DATASET CONTENT —
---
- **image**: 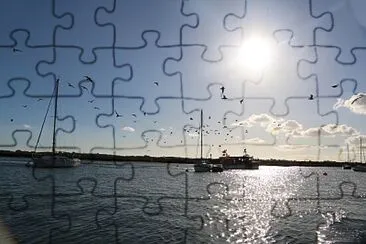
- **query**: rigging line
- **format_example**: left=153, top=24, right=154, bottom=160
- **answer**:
* * *
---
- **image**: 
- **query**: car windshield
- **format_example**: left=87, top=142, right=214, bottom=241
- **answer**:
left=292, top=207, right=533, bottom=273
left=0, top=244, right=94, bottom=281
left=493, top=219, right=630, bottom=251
==
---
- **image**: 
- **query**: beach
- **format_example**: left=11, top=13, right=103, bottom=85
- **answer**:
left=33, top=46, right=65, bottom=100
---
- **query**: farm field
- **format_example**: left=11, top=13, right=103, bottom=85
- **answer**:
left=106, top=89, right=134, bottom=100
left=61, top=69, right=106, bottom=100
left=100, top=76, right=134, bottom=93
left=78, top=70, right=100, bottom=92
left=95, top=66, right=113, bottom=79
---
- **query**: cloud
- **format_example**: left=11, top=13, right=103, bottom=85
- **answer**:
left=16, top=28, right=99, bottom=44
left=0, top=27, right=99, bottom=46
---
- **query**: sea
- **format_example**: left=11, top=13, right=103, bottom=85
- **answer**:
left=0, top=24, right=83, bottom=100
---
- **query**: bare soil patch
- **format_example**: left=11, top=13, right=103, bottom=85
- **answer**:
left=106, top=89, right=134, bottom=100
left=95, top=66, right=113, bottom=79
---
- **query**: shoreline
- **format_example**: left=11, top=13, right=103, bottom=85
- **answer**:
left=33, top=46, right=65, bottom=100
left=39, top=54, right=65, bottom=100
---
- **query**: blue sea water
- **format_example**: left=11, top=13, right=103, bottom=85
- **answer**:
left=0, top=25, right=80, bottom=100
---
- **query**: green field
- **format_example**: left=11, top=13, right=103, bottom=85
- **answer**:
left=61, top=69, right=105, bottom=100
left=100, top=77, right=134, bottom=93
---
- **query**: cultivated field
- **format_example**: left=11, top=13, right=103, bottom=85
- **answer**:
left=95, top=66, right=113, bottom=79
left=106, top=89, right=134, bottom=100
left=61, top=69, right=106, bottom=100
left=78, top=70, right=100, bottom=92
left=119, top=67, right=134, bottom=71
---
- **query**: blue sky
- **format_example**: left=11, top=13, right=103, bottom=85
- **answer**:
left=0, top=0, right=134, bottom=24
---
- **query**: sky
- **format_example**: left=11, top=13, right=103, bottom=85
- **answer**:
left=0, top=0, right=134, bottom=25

EXERCISE PROMPT —
Count the lines in the entries above that contain the string "field", treating uppercase and lowercase letters as distinct. Reply with the number alone.

EXERCISE ANSWER —
3